◆ Rows taken from a box labeling dataset
☆ ☆ ☆ ☆

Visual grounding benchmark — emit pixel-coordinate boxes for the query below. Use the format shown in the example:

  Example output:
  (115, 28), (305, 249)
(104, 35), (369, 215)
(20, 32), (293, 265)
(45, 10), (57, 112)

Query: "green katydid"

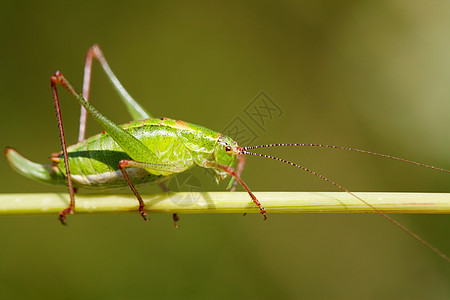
(5, 45), (450, 262)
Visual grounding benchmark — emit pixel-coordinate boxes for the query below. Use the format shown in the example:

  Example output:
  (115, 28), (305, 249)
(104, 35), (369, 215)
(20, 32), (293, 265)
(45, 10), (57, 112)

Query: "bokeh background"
(0, 0), (450, 299)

☆ ☆ ☆ ☆

◆ What to work on
Could you print everything from the beginning of the items down to the line that contains "(5, 45), (450, 262)", both included, without changing a character? Leave the pictures out of your answer.

◆ Response below
Visual grounding benchmark — emit pixel-coordinate boxes for the query below. Use the format shown in the example:

  Example output:
  (115, 28), (305, 249)
(104, 35), (369, 215)
(20, 32), (293, 265)
(45, 10), (57, 112)

Query: "green katydid"

(5, 45), (450, 262)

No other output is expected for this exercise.